Exercise directions: Your reply should be a single number, the count of lines in the records that contain the string "backpack".
-------
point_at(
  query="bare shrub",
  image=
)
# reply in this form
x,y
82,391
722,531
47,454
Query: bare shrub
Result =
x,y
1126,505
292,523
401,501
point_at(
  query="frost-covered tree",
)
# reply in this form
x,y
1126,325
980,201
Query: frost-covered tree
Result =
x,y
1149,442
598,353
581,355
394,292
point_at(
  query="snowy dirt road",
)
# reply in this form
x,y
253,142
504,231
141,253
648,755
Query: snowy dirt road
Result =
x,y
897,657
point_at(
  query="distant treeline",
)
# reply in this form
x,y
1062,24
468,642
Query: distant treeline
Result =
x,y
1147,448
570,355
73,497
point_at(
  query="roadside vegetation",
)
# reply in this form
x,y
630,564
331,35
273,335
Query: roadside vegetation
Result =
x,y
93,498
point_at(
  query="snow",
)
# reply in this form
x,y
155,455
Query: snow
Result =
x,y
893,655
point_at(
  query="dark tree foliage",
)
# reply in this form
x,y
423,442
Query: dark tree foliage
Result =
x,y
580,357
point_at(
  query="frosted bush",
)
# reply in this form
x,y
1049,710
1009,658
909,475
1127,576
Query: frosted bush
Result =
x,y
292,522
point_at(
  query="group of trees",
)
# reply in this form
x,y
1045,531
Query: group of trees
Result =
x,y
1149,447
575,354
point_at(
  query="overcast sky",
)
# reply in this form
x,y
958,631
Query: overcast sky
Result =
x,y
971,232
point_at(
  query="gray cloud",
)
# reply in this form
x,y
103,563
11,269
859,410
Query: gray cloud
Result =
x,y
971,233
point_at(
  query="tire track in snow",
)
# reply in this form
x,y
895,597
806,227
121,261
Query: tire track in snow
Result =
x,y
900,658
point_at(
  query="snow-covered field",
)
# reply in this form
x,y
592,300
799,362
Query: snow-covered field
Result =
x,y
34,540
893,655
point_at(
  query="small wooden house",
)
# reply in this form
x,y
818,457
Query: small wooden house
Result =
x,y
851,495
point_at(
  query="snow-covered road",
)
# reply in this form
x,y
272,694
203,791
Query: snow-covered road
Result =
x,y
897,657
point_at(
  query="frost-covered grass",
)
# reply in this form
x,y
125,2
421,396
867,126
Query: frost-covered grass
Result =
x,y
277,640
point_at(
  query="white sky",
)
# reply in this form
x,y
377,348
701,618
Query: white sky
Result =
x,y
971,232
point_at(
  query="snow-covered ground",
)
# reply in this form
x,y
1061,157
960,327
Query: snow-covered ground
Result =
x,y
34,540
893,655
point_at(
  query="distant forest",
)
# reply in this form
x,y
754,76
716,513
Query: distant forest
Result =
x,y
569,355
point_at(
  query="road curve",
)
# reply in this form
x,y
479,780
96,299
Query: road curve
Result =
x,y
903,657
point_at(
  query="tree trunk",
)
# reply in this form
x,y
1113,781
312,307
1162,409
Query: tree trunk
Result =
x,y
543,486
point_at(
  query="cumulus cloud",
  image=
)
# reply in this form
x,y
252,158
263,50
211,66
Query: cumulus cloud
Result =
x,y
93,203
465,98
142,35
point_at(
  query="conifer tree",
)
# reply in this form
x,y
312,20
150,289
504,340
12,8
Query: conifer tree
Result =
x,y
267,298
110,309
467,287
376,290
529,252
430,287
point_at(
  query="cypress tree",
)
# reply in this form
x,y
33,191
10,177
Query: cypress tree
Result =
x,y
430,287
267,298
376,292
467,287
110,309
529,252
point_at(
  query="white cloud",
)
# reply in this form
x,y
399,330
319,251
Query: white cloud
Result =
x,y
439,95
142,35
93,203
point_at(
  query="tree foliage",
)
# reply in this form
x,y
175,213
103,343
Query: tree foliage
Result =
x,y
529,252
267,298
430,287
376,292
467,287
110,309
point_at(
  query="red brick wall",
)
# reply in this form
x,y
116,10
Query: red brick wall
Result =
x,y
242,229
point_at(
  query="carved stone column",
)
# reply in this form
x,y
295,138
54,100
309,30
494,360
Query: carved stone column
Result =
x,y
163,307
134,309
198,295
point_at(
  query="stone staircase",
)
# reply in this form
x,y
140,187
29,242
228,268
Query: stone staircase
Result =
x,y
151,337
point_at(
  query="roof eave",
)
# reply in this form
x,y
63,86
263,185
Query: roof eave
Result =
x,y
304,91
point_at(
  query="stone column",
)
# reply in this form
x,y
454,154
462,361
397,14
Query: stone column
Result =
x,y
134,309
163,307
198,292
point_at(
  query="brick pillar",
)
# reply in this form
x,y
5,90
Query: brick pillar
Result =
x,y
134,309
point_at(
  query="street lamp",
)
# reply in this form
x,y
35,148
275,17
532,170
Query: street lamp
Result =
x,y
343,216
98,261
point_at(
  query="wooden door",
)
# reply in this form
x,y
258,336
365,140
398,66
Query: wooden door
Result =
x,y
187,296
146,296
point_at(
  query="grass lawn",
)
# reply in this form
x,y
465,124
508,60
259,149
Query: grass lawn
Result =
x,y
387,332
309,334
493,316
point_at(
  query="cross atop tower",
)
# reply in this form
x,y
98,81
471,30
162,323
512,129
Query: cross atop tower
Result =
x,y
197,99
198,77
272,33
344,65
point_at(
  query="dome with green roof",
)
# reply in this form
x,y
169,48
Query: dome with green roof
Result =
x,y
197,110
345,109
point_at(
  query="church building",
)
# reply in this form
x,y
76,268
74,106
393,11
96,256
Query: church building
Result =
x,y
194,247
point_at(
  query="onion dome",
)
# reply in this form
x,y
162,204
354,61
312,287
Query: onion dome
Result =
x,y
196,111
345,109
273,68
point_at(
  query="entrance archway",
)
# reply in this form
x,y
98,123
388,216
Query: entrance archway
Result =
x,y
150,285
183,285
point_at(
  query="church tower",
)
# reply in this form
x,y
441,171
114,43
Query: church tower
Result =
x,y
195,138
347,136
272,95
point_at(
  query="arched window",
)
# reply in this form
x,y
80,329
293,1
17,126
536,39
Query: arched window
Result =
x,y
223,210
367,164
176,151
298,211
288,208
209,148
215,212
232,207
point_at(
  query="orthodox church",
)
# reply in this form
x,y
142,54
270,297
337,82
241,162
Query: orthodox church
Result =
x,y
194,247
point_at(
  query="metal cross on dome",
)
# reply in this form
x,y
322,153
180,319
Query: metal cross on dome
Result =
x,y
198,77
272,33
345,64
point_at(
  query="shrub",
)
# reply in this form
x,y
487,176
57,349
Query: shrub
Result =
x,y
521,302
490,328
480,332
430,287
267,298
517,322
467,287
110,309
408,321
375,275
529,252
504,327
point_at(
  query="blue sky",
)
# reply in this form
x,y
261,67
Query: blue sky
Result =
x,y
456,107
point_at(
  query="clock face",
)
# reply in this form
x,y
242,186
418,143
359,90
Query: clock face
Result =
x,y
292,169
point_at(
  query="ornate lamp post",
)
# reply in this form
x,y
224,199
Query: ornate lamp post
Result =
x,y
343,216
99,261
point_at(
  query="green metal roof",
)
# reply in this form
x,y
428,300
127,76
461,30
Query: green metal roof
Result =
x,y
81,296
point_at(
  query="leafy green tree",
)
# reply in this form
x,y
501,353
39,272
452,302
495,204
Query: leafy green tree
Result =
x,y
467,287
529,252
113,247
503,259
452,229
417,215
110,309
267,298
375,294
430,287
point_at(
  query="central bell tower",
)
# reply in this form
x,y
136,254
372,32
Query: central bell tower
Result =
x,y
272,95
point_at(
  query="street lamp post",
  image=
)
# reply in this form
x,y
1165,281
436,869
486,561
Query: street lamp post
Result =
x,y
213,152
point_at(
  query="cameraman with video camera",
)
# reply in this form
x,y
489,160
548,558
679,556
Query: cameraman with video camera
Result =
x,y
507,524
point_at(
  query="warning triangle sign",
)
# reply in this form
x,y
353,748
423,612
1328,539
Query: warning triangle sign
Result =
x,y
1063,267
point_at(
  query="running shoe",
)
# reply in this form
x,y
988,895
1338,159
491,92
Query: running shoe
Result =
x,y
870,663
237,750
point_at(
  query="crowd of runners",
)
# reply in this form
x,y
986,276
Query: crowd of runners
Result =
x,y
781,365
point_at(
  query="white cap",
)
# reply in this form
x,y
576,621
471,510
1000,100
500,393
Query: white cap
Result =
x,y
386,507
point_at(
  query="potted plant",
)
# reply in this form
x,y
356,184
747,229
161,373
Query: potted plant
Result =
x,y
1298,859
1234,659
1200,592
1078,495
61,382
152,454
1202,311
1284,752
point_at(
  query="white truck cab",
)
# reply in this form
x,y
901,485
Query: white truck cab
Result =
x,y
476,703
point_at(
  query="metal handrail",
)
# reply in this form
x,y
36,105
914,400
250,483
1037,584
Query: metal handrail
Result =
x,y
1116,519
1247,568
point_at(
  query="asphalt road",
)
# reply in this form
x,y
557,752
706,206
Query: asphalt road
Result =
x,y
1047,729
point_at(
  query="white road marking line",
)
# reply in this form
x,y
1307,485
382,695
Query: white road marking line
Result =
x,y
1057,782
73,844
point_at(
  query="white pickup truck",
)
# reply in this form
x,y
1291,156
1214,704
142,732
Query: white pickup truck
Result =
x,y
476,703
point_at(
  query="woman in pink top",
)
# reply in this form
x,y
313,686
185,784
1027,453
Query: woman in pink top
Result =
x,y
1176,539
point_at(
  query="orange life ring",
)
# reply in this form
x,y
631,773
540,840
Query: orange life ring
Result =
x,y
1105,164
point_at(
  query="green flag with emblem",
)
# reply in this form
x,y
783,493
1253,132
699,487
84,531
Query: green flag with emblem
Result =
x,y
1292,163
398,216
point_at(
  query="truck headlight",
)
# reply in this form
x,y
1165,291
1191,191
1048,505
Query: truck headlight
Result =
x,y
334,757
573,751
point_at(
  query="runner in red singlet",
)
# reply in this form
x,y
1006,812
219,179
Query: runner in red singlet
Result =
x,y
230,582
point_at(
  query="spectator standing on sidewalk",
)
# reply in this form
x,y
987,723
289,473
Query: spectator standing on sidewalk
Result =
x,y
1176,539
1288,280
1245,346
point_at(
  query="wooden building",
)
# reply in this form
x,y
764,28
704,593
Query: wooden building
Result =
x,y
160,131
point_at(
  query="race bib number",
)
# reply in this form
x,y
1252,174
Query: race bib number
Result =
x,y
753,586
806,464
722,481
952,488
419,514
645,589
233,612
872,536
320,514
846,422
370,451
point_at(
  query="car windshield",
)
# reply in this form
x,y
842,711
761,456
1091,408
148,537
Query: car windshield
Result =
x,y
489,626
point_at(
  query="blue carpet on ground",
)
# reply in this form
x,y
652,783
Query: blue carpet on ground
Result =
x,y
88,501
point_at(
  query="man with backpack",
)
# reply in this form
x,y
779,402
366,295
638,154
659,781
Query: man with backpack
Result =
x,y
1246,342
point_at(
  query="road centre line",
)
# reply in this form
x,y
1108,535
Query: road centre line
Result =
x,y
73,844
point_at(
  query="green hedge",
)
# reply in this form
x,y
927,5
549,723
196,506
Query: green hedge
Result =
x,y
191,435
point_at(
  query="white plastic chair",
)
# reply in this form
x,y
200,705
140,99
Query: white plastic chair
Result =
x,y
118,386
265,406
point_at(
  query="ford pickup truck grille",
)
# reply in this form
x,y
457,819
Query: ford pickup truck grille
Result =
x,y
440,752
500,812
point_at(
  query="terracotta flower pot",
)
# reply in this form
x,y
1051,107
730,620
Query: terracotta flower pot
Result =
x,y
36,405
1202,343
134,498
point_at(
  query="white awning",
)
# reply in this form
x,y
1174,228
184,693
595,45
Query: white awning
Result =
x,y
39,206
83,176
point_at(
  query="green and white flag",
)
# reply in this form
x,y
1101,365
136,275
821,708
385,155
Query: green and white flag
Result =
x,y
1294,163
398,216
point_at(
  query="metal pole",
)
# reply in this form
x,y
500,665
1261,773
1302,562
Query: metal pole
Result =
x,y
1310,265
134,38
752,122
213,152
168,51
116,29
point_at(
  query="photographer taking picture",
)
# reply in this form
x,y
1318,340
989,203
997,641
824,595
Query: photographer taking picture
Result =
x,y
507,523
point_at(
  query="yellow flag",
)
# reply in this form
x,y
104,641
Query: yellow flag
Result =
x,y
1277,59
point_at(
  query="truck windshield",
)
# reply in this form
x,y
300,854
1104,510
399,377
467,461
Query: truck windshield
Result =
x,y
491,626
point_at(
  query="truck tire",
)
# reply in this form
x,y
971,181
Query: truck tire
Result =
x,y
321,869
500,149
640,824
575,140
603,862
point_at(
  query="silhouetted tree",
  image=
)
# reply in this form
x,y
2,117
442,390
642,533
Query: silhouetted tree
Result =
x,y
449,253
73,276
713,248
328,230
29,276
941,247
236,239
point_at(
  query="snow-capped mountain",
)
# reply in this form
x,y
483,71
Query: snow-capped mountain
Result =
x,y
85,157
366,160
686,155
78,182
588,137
-------
Exercise result: 2